*PROBLEM TO SOLVE*:
Reproduce every line of the data below without changing anything.

===== MATERIAL PROVIDED

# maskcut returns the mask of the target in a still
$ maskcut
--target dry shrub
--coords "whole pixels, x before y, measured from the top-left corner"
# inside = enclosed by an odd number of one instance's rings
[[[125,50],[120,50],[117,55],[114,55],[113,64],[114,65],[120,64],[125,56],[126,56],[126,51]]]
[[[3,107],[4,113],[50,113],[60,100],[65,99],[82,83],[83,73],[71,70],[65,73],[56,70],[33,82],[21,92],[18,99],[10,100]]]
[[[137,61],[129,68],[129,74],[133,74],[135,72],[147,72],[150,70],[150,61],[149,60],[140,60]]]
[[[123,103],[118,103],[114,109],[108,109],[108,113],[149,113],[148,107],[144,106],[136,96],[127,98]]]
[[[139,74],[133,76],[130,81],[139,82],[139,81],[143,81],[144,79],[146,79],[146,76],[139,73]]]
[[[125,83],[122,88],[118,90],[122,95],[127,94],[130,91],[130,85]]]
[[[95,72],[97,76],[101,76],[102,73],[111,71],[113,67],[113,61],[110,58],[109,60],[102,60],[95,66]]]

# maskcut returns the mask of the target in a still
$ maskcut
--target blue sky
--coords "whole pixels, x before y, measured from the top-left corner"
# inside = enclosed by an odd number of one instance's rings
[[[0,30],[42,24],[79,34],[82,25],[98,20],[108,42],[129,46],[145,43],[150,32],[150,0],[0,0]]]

==========

*COMPLETE OUTPUT*:
# maskcut returns the mask of the target in a still
$ maskcut
--target dry shrub
--coords "whole pixels, x before y, measured from the top-left corner"
# inside = enclosed by an odd number of one instance's rings
[[[125,50],[120,50],[117,55],[114,55],[113,64],[114,65],[120,64],[125,56],[126,56],[126,51]]]
[[[3,107],[4,113],[50,113],[60,100],[65,99],[82,83],[83,73],[71,70],[65,73],[56,70],[33,82],[21,92],[18,99],[10,100]]]
[[[137,61],[129,68],[129,74],[133,74],[135,72],[147,72],[150,70],[150,61],[149,60],[140,60]]]
[[[123,103],[118,103],[114,109],[108,109],[108,113],[149,113],[148,107],[144,106],[136,96],[127,98]]]
[[[139,74],[133,76],[130,81],[139,82],[139,81],[143,81],[144,79],[146,79],[146,76],[139,73]]]
[[[125,83],[122,88],[118,90],[122,95],[127,94],[130,91],[130,85]]]
[[[95,72],[97,76],[101,76],[102,73],[111,71],[113,67],[113,61],[110,58],[109,60],[102,60],[95,66]]]

# maskcut returns the mask of the target in a still
$ maskcut
--target blue sky
--coords "whole pixels, x before y, measured from the top-left corner"
# inside = enclosed by an odd number of one instance's rings
[[[0,30],[42,24],[79,34],[82,25],[98,20],[108,42],[129,46],[145,43],[150,32],[150,0],[0,0]]]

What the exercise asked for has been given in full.